課題 1
摺動部品についての本文によると、独立形状の微細な凹部をヘリングボーン溝で構成すると、どのような効果が得られますか。
課題 2
摺動部品についての本文のうち、「また、本発明の摺動部品は、第8に」で始まる段落を、主な事実を残して箇条書きにまとめてください。
課題 3
摺動部品についての本文の続きを、最後の文の後から書いてください。

この特徴によれば、製作を容易にすることができる。
【0011】
また、本発明の摺動部品は、第5に、第1ないし第3のいずれかの特徴において、前記独立形状の微細な凹部は、ヘリングボーン溝から構成されることを特徴としている。
この特徴によれば、より大きな動圧効果を得ることができる。
【0012】
また、本発明の摺動部品は、第6に、第1ないし3のいずれかの特徴において、前記独立形状の微細な凹部は、レイリーステップ機構を形成するグルーブ部から構成されることを特徴としている。
この特徴によれば、グルーブ部を効率的に配置することができ、より大きな動圧効果を得ることができる。
【0013】
また、本発明の摺動部品は、第7に、第1ないし6のいずれかの特徴において、前記動圧発生溝は、漏れ側の端部が被密封流体側の端部に比較して周方向に長く延びて形成され、漏れ側の開口部が拡大された形状に形成されることを特徴としている。
この特徴によれば、動圧発生溝の漏れ側の端部aと漏れ側とが非連通であって、漏れ側の流体中に混在するダストの動圧発生溝への進入が抑制されたものにおいて、動圧発生溝への流体供給の効果を増大することができる。
【0014】
また、本発明の摺動部品は、第8に、第1ないし7のいずれかの特徴において、一対の摺動部品の少なくとも一方の摺動部品の摺動面には、被密封流体側に連通し、漏れ側には連通しないように構成された流体導入溝が設けられることにより、起動時などの回転側密封環の低速回転状態において摺動面の外周側に存在する液体が、積極的に摺動面に導入され、摺動面の潤滑を行うことができる。
また、回転側密封環が定常運転等の高速回転時において流体導入溝から摺動面に導入された液体は遠心力により排出されるため、漏れ側である内周側に液体が漏洩することはない。
【発明の効果】
【0015】
本発明は、以下のような優れた効果を奏する。
(1)互いに相対摺動する一対の摺動部品を備え、一方の摺動部品は固定側密封環であり、他方の摺動部品は回転側密封環であり、これらの密封環は半径方向に形成された摺動面を有し、被密封流体が漏洩するのをシールするものであって、前記一対の摺動部品の少なくとも一方の摺動部品の摺動面には、両摺動面のランド部により被密封流体側及び漏れ側と非連通に隔離されるように動圧発生溝が設けられ、前記動圧発生溝と前記漏れ側との間の摺動面の前記動圧発生溝と径方向において離隔された位置には独立形状の微細な凹部が複数設けられていることにより、定常運転時には摺動面を流体潤滑の低摩擦とすると共に、漏れ側の流体中に混在するダストの摺動面への進入を防止し、摺動面の密封と潤滑との相反する両機能を向上させることのできる摺動部品を提供することができる。また、動圧発生溝は被密封流体側とはランド部により隔離され、また、微細な凹部は動圧発生溝と径方向において離隔された位置に配列され、それぞれが独立しているため、静止時においても漏れが発生することがない。

提供された記録
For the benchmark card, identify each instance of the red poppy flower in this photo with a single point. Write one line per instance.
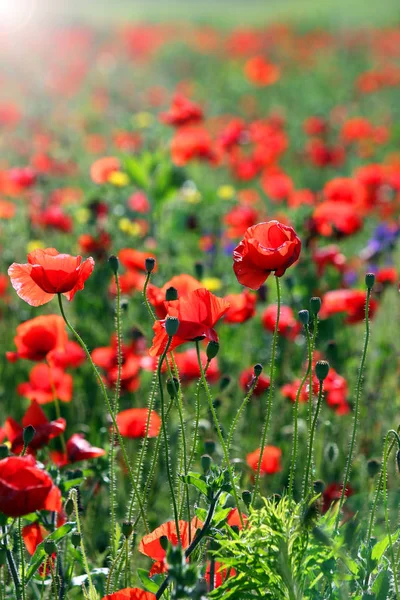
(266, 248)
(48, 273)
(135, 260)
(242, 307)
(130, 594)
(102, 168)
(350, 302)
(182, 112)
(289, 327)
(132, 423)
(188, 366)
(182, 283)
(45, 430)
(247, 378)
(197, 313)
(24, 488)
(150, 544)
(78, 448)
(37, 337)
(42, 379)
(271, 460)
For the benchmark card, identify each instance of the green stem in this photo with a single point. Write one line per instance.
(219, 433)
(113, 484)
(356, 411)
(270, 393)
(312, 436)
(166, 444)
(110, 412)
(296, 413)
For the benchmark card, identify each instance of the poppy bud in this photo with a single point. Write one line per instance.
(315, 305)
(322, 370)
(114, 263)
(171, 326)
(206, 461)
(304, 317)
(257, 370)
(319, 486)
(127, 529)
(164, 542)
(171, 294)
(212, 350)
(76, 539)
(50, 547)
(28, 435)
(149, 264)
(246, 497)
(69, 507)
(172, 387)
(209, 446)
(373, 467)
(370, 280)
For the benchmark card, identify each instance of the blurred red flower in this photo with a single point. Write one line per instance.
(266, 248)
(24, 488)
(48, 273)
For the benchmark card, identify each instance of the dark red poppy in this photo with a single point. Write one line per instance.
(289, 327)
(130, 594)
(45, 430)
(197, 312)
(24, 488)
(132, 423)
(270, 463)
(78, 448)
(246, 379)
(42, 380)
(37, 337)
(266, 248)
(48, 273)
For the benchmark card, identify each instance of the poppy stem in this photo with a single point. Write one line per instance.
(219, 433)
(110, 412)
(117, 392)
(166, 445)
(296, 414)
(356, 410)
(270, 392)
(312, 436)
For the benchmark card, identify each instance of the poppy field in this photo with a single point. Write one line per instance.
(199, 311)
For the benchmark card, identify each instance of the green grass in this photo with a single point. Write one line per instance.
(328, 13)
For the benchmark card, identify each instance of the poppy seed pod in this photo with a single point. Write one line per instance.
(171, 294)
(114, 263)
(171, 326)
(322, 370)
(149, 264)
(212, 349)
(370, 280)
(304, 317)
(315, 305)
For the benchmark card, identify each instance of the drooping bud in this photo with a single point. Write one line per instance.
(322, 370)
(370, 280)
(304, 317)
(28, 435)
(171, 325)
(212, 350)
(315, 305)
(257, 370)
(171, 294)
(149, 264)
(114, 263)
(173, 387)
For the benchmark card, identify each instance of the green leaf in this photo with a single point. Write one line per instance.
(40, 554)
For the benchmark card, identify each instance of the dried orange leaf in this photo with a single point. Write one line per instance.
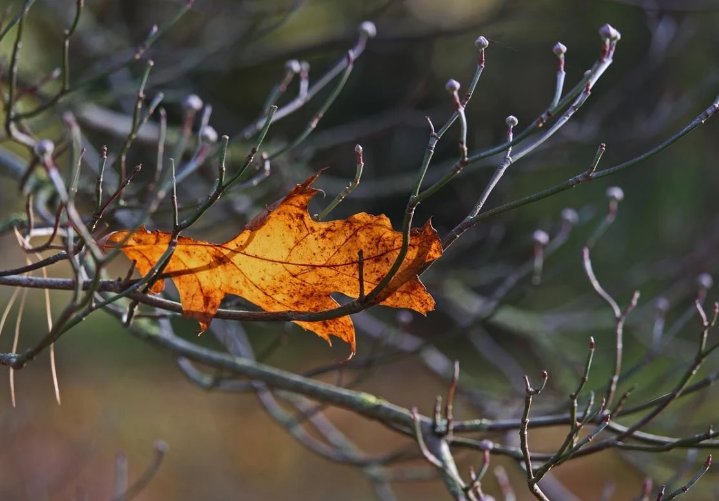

解答 1
より大きな動圧効果が得られます。

解答 2
- 一対の摺動部品の少なくとも一方の摺動面に、被密封流体側に連通し、漏れ側には連通しない流体導入溝を設ける。
- 起動時などに回転側密封環が低速で回転している状態では、摺動面の外周側にある液体が積極的に摺動面へ導入され、摺動面が潤滑される。
- 定常運転などの高速回転時には、流体導入溝から導入された液体が遠心力で排出されるため、漏れ側である内周側へ液体が漏洩しない。

解答 3
【0016】
(2)互いに相対摺動する一対の摺動部品を備え、一方の摺動部品は固定側密封環であり、他方の摺動部品は回転側密封環であり、これらの密封環は半径方向に形成された摺動面を有し、被密封流体である液体又はミスト状の流体が漏洩するのをシールするものであって、前記一対の摺動部品の少なくとも一方の摺動部品の摺動面には、両摺動面のランド部により被密封流体側及び漏れ側と非連通に隔離されるように動圧発生溝が設けられ、前記動圧発生溝と前記漏れ側との間の摺動面の前記動圧発生溝と径方向において離隔された位置には独立形状の微細な凹部が複数設けられていることにより、定常運転時には摺動面を流体潤滑の低摩擦とすると共に、被密封流体である液体の漏れ及び漏れ側の流体中に存在するダストの摺動面への進入を防止し、摺動面の密封と潤滑との相反する両機能を向上させることのできる摺動部品を提供することができる。また、動圧発生溝は被密封流体である液体側とはランド部により隔離され、また、微細な凹部は動圧発生溝と径方向において離隔された位置に配列され、それぞれが独立しているため、静止時においても漏れが発生することがない。
【0017】
(3)動圧発生溝は、漏れ側の流体を吸い込み被密封流体側にポンピングするスパイラル形状をなしていることにより、定常運転時には漏れ側の流体が被密封流体側に向けてポンピングされ、被密封流体が漏れ側へ漏洩することが防止される。
【0018】
(4)独立形状の微細な凹部は、ディンプルから構成されることにより、製作を容易にすることができる。
【0019】
(5)独立形状の微細な凹部は、ヘリングボーン溝から構成されることにより、より大きな動圧効果を得ることができる。
【0020】
(6)独立形状の微細な凹部は、レイリーステップ機構を形成するグルーブ部から構成されることにより、グルーブ部を効率的に配置することができ、より大きな動圧効果を得ることができる。
【0021】
(7)動圧発生溝は、漏れ側の端部が被密封流体側の端部に比較して周方向に長く延びて形成され、漏れ側の開口部が拡大された形状に形成されることにより、動圧発生溝の漏れ側の端部aと漏れ側とが非連通であって、漏れ側の流体中に混在するダストの動圧発生溝への進入が抑制されたものにおいて、動圧発生溝への流体供給の効果を増大することができる。
【0022】
(8)一対の摺動部品の少なくとも一方の摺動部品の摺動面には、被密封流体側に連通し、漏れ側には連通しないように構成された流体導入溝が設けられることにより、起動時などの回転側密封環の低速回転状態において摺動面の外周側に存在する液体が、積極的に摺動面に導入され、摺動面の潤滑を行うことができる。
また、回転側密封環が定常運転等の高速回転時において流体導入溝から摺動面に導入された液体は遠心力により排出されるため、漏れ側である内周側に液体が漏洩することはない。
【図面の簡単な説明】
【0023】
図1】本発明の実施例1に係るメカニカルシールの一例を示す縦断面図である。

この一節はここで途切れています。